#### What you will do:
When you reach the records below, repeat each one exactly as written.
++++++++++
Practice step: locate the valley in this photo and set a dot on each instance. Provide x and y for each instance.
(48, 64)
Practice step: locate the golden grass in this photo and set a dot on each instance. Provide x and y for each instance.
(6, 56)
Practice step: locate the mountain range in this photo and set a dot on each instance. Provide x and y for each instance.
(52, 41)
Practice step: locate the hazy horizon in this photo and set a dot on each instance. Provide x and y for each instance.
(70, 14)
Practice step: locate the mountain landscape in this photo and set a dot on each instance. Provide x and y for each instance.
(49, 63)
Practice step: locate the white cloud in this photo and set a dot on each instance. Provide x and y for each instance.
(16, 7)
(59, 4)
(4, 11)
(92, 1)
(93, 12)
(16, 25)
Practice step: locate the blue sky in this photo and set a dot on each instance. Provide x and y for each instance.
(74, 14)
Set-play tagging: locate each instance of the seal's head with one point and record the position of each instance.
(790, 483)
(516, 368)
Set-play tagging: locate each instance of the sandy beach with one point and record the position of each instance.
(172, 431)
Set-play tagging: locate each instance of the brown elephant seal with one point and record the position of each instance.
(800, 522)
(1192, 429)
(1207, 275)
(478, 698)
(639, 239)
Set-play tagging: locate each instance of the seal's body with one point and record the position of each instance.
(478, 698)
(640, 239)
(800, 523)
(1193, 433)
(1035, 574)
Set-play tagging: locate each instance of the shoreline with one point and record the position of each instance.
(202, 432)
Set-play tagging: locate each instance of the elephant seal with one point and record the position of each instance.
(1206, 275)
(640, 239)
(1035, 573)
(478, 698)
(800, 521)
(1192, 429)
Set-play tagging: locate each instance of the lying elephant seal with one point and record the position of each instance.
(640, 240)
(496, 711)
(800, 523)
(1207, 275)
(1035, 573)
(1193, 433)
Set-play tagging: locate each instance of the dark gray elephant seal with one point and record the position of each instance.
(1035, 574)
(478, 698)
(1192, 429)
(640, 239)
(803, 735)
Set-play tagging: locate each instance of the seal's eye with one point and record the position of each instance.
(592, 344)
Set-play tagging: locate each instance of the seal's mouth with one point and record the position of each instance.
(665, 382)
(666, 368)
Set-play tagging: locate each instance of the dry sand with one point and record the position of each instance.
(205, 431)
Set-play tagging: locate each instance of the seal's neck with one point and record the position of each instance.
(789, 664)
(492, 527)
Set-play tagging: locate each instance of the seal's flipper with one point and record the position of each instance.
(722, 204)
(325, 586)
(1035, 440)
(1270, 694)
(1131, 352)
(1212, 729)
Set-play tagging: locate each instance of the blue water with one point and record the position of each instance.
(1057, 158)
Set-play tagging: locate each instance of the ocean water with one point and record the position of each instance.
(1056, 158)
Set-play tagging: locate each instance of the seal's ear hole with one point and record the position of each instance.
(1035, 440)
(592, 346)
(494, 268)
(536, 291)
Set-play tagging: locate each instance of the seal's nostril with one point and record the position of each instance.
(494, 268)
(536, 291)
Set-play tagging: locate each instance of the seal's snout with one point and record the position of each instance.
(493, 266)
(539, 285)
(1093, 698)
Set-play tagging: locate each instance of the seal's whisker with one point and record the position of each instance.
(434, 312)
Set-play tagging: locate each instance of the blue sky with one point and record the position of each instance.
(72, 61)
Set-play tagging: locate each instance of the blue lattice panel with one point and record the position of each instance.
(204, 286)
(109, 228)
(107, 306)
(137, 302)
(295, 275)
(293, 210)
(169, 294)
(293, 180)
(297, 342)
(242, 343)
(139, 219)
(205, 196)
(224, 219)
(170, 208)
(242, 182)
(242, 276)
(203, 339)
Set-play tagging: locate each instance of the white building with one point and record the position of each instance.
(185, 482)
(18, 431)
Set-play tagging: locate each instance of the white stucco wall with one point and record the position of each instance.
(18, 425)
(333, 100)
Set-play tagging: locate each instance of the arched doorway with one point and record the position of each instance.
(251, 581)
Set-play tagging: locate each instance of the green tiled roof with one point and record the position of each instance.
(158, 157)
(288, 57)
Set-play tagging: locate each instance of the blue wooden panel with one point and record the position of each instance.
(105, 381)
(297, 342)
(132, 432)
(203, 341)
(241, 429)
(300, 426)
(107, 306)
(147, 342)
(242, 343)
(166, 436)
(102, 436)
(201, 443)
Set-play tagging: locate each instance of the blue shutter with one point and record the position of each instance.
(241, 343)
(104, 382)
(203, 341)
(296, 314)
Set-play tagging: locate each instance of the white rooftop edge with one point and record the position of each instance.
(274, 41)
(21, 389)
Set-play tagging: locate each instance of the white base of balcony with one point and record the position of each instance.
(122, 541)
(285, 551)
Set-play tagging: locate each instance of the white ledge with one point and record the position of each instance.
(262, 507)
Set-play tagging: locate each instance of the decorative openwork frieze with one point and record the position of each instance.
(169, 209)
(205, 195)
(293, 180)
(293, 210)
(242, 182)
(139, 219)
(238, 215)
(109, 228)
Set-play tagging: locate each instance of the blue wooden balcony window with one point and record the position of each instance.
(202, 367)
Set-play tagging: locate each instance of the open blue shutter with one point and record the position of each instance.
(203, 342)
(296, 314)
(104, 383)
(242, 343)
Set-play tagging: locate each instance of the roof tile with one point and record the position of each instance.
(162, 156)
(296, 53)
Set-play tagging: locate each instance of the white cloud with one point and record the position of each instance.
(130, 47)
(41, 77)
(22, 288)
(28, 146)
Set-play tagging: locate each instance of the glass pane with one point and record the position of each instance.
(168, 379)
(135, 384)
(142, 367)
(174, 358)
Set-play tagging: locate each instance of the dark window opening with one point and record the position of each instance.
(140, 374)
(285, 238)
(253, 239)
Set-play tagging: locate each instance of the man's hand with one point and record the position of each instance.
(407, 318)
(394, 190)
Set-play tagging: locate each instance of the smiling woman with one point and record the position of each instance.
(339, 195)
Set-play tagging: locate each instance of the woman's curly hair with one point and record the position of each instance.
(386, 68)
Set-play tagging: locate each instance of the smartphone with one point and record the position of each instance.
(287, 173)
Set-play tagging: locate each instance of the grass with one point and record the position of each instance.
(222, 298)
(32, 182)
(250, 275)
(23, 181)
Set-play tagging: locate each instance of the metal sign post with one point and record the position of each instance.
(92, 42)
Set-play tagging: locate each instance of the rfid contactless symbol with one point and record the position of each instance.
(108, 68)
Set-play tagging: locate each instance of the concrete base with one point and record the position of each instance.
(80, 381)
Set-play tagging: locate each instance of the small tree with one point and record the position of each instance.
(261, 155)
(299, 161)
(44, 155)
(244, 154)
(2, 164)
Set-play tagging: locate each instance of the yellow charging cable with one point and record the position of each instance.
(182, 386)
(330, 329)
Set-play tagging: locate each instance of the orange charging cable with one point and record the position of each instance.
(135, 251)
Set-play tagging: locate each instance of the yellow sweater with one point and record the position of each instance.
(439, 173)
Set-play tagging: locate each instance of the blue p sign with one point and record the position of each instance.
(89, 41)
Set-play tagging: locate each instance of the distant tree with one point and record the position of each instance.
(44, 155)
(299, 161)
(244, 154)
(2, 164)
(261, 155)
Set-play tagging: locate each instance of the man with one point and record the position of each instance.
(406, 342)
++++++++++
#### Output of the exercise:
Practice step: locate the valley in this photo and set a dot on each instance. Provide x and y for each instance.
(48, 64)
Practice step: locate the golden grass in this photo and set a dot on each instance. Provide x and y for each instance.
(6, 56)
Practice step: locate the mountain range in this photo and set a dot on each instance. Provide x and y for each instance.
(52, 41)
Practice step: locate the hazy horizon in this photo and set a dot on each instance. Provide x and y for each instance.
(70, 14)
Practice step: locate the mountain landscape in this photo and set a dot on each instance. Provide x and y for each instance.
(49, 63)
Practice step: locate the white cloud in this photo and set a dot on each instance. Provide x and y for each instance.
(16, 7)
(59, 4)
(4, 11)
(92, 1)
(93, 12)
(16, 25)
Practice step: locate the blue sky in this photo and set a dot on each instance. Provide x and y for each instance.
(74, 14)
Set-play tagging: locate each instance of the seal's head with one point and record the position of each instance.
(790, 483)
(516, 368)
Set-play tagging: locate each instance of the sandy beach with one point and record the position of each instance.
(172, 431)
Set-play tagging: locate each instance of the brown elephant seal with one point and record the position of each instance.
(800, 522)
(1192, 429)
(1207, 275)
(478, 698)
(639, 239)
Set-play tagging: locate each instance of the seal's body with one point and record the position of each instance.
(478, 698)
(640, 239)
(800, 523)
(1193, 433)
(1035, 574)
Set-play tagging: locate each instance of the shoreline with one point and record the position of each instance.
(202, 432)
Set-play tagging: locate each instance of the elephant seal with one point and record the position of each instance.
(1206, 275)
(640, 239)
(1035, 573)
(478, 698)
(800, 521)
(1192, 429)
Set-play tagging: locate each instance of the lying elephant seal with one point and record the position of each instance.
(640, 240)
(496, 711)
(800, 523)
(1207, 275)
(1035, 573)
(1193, 433)
Set-play tagging: locate each instance of the dark gray elephant seal with one point and record the position of each instance.
(1035, 574)
(478, 698)
(1192, 429)
(640, 239)
(803, 735)
Set-play tagging: locate each instance of the seal's eye with one point and record the position of each instance.
(592, 344)
Set-play tagging: locate each instance of the seal's mouth with one point and record the position of each instance.
(665, 382)
(666, 368)
Set-play tagging: locate each instance of the dry sand with one point and record the position of each instance.
(205, 431)
Set-play tagging: locate each instance of the seal's neck with one point and record the position of each instance.
(789, 664)
(492, 527)
Set-play tagging: locate each instance of the seal's flipper with one point and record the position of each instance.
(722, 204)
(325, 586)
(1035, 440)
(1270, 694)
(1131, 352)
(1212, 729)
Set-play tagging: locate each instance of the blue water with one point and record the position of each instance.
(1057, 158)
Set-play tagging: locate each instance of the ocean water with one point and record the position of each instance.
(1056, 158)
Set-play tagging: locate each instance of the seal's ear hole with one point and record the position of each instance.
(1035, 440)
(592, 346)
(494, 268)
(536, 291)
Set-play tagging: locate each instance of the seal's nostril with one point and record the position of each instance.
(494, 268)
(536, 291)
Set-play tagging: locate each instance of the seal's snout with one point and record the position of each instance.
(493, 266)
(539, 285)
(1093, 698)
Set-play tagging: locate each instance of the seal's whisker with one point and record the position of each instance.
(434, 312)
Set-play tagging: locate each instance of the blue sky with one point and record the position of each instance.
(72, 61)
Set-play tagging: locate each instance of the blue lattice panel with one point and record the position of each instance.
(204, 286)
(109, 228)
(107, 306)
(137, 302)
(295, 275)
(293, 210)
(169, 294)
(293, 180)
(297, 342)
(242, 343)
(139, 219)
(205, 196)
(224, 219)
(170, 208)
(242, 182)
(242, 276)
(203, 339)
Set-play tagging: locate each instance of the white building with one point and record the position of each instance.
(185, 482)
(18, 431)
Set-play tagging: locate each instance of the white stucco wall with one point and record the position of each instance.
(18, 425)
(333, 100)
Set-play tagging: locate each instance of the arched doorway with one point and record the position of each instance.
(251, 581)
Set-play tagging: locate each instance of the green tiled roof with one point and record the position of each instance.
(158, 157)
(288, 57)
Set-play tagging: locate each instance of the blue wooden panel with one point and record the position of each instance.
(105, 381)
(297, 342)
(132, 432)
(203, 341)
(241, 429)
(300, 426)
(107, 306)
(147, 342)
(242, 343)
(166, 436)
(102, 436)
(201, 443)
Set-play tagging: locate each instance of the blue shutter with one point and record the position of each instance.
(241, 343)
(104, 382)
(203, 341)
(296, 314)
Set-play tagging: locate each instance of the white rooftop edge with one point and record the position of each instance.
(274, 41)
(21, 389)
Set-play tagging: locate each instance of the white base of balcony with one point and record the position of each instance.
(122, 541)
(285, 551)
Set-play tagging: locate each instance of the white ledge with one point and record the position of each instance.
(262, 507)
Set-play tagging: locate each instance of the decorative openwork frieze with one point and record the position of each instance.
(169, 209)
(205, 195)
(293, 180)
(293, 210)
(242, 182)
(139, 219)
(238, 215)
(109, 228)
Set-play tagging: locate each instance of the blue wooden balcony window with one point and record the position of each instance.
(202, 367)
Set-play tagging: locate each instance of the open blue shutter with one point and record the position of each instance.
(203, 342)
(296, 314)
(104, 383)
(242, 343)
Set-play tagging: locate each instance of the roof tile with one point and record the position of each instance.
(162, 156)
(296, 53)
Set-play tagging: locate each instance of the white cloud with one point and record the position of each instance.
(130, 47)
(41, 77)
(22, 288)
(28, 146)
Set-play tagging: locate each instance of the glass pane with one point and record the position of each instance.
(168, 379)
(135, 384)
(142, 367)
(174, 358)
Set-play tagging: locate each instance of the dark window opening with one point and record the position of each instance.
(140, 374)
(285, 238)
(253, 239)
Set-play tagging: locate each instance of the man's hand with one point and record the position of each instance.
(407, 318)
(394, 190)
Set-play tagging: locate each instance of the smiling woman with one point and record the position of each instance.
(339, 195)
Set-play tagging: locate each instance of the woman's curly hair with one point and record the position of each instance.
(386, 68)
Set-play tagging: locate each instance of the smartphone with one point and record the position of each instance.
(287, 173)
Set-play tagging: locate each instance of the grass with one point and record the position of each instance.
(222, 298)
(32, 182)
(250, 275)
(23, 181)
Set-play tagging: locate each instance of the metal sign post with one point and record the position of each instance.
(92, 42)
Set-play tagging: locate each instance of the rfid contactless symbol with one point and record the position of each instance.
(108, 68)
Set-play tagging: locate each instance of the concrete base with one point and record the position of each instance.
(80, 381)
Set-play tagging: locate each instance of the small tree with one point and record the position of each instance.
(261, 155)
(299, 161)
(44, 155)
(244, 154)
(2, 164)
Set-play tagging: locate each instance of the yellow charging cable with one point and record the position of each instance.
(182, 386)
(330, 329)
Set-play tagging: locate each instance of the orange charging cable with one point and record the position of each instance.
(135, 251)
Set-play tagging: locate each instance of the yellow sweater with one point and record the position of each instance.
(439, 173)
Set-play tagging: locate each instance of the blue p sign with one point and record the position of each instance.
(89, 41)
Set-play tagging: locate each instance of the distant tree with one point and record the position of each instance.
(44, 155)
(299, 161)
(244, 154)
(2, 164)
(261, 155)
Set-play tagging: locate each instance of the man with one point and record the position of each instance.
(406, 342)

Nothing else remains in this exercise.